• Records

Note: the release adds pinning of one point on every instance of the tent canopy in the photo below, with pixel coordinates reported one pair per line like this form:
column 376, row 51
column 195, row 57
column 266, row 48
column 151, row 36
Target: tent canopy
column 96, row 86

• What you are asked to do
Reproduce all of the data above verbatim, keeping every line unchanged.

• Solution below
Note: the release adds pinning of one point on every instance of the tent canopy in the photo below, with pixel coordinates reported one pair per line like this form:
column 376, row 51
column 195, row 57
column 266, row 48
column 151, row 36
Target: tent canopy
column 96, row 86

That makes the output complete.